Entries provided >>

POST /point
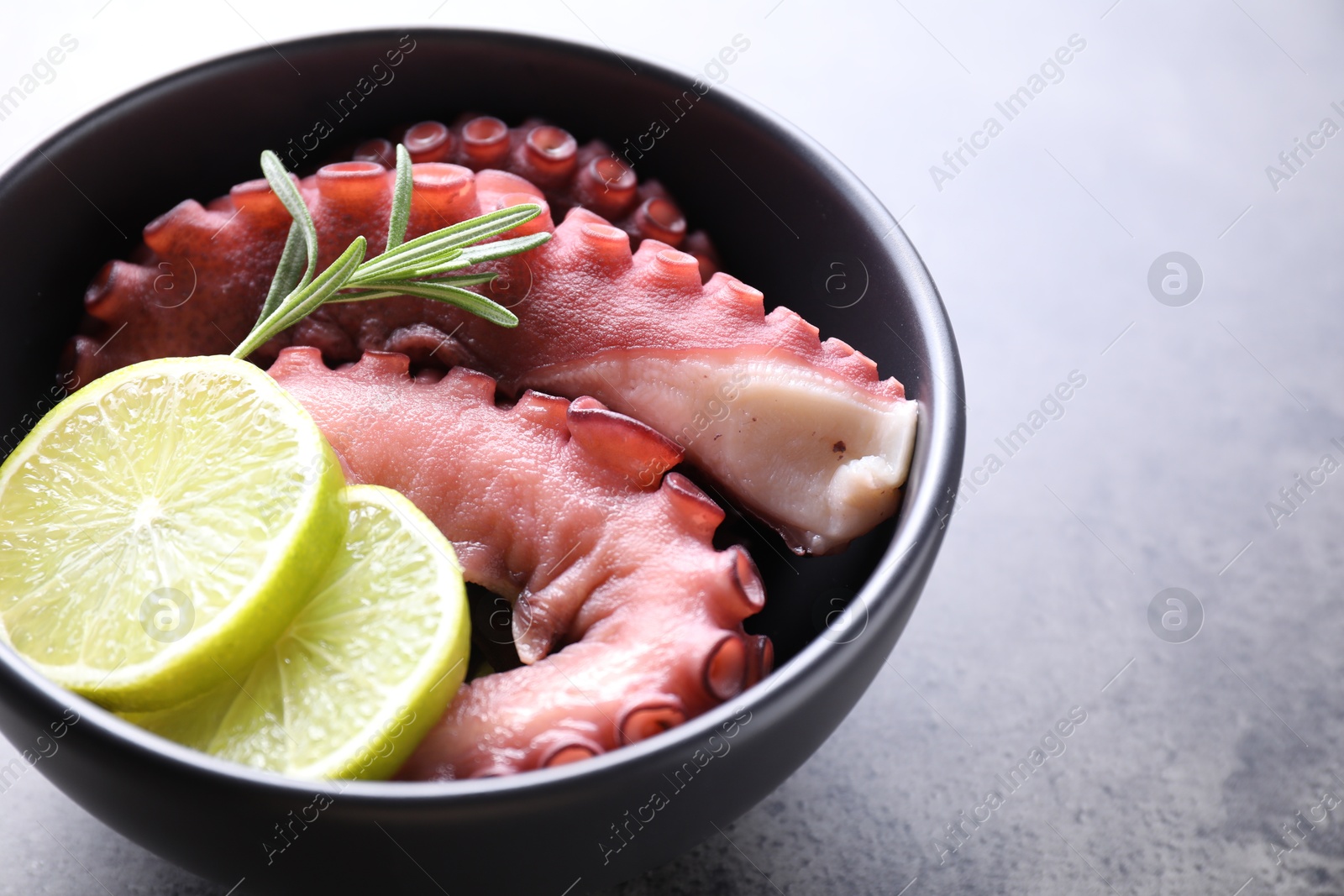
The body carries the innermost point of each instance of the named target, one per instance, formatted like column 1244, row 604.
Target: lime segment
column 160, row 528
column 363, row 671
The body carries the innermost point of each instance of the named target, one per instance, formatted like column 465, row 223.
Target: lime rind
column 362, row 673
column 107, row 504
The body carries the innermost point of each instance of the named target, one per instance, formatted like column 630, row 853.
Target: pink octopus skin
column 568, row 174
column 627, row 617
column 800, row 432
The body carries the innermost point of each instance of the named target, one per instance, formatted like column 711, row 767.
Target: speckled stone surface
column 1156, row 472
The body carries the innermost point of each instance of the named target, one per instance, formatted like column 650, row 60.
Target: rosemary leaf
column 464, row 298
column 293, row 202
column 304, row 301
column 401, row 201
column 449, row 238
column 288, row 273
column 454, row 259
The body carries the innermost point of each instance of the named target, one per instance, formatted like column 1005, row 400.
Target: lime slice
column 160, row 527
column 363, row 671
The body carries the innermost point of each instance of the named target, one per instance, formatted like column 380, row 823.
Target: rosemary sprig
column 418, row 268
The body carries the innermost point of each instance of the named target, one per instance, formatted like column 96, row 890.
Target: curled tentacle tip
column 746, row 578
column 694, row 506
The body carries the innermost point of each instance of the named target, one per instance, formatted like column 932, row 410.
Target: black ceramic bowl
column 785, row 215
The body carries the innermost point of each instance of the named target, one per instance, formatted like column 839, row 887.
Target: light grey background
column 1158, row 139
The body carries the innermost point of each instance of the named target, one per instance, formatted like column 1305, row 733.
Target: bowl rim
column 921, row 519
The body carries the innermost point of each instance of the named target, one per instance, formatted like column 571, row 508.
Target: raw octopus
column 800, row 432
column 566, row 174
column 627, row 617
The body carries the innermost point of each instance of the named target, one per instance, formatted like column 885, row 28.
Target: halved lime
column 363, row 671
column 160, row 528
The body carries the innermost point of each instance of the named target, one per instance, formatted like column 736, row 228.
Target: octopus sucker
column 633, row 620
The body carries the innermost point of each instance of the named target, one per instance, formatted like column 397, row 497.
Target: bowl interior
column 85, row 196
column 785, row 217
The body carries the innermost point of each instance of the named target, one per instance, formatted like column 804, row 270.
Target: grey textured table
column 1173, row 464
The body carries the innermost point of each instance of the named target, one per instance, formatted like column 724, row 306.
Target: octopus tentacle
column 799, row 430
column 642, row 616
* * *
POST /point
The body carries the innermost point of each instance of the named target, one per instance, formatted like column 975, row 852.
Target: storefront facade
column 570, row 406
...
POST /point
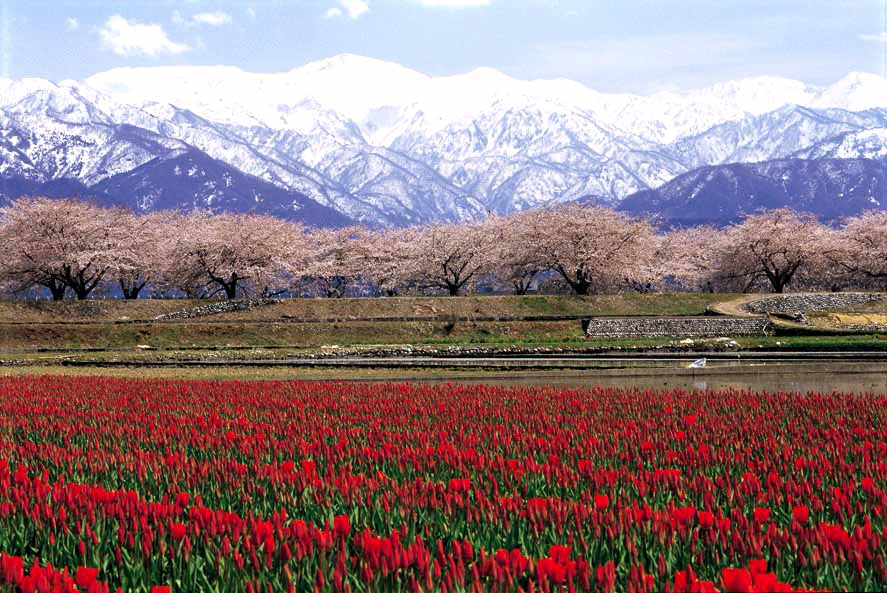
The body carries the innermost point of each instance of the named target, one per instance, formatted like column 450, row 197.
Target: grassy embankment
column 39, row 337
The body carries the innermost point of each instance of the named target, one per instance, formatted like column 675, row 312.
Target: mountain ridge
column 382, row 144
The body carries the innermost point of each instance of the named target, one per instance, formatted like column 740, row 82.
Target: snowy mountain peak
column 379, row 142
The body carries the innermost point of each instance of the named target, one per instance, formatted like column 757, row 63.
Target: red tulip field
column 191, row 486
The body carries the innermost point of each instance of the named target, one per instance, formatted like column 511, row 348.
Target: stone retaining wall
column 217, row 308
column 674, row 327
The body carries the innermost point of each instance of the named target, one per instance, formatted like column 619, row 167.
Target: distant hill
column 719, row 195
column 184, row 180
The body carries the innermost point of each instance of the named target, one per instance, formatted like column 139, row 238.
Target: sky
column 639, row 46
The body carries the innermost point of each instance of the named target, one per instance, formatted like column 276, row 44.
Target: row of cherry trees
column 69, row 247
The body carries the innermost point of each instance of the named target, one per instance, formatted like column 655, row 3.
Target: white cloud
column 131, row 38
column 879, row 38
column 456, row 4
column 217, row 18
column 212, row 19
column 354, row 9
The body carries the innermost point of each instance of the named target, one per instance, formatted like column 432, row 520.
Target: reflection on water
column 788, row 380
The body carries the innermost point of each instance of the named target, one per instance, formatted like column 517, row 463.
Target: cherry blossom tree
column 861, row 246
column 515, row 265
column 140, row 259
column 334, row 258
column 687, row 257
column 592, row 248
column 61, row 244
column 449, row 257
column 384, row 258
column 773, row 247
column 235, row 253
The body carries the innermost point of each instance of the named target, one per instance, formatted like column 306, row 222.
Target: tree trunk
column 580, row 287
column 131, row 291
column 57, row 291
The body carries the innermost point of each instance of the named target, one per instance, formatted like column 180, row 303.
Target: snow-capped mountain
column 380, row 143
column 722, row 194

What is being asked >> Return only the lines between the one holding "Target: curled tentacle tip" and the one holding "885, row 28.", inclusive, exactly as they appear above.

Result of the exercise >>
Target: curled tentacle tip
column 746, row 578
column 694, row 506
The body carries the innermost point of each instance of the named target, one per instance, formatted like column 932, row 410.
Target: black ceramic bowl
column 785, row 215
The body carries the innermost point of each instance of the named target, one per instance, formatted like column 839, row 887.
Target: light grey background
column 1158, row 139
The body carries the innermost point of each instance of the named target, one per instance, formatted like column 1305, row 733.
Target: bowl rim
column 921, row 519
The body carries the innermost point of each instance of the named target, one per instance, formatted like column 571, row 508.
Target: raw octopus
column 800, row 432
column 566, row 174
column 627, row 617
The body carries the innermost point of each instance of the named target, one per instance, formatted like column 885, row 28.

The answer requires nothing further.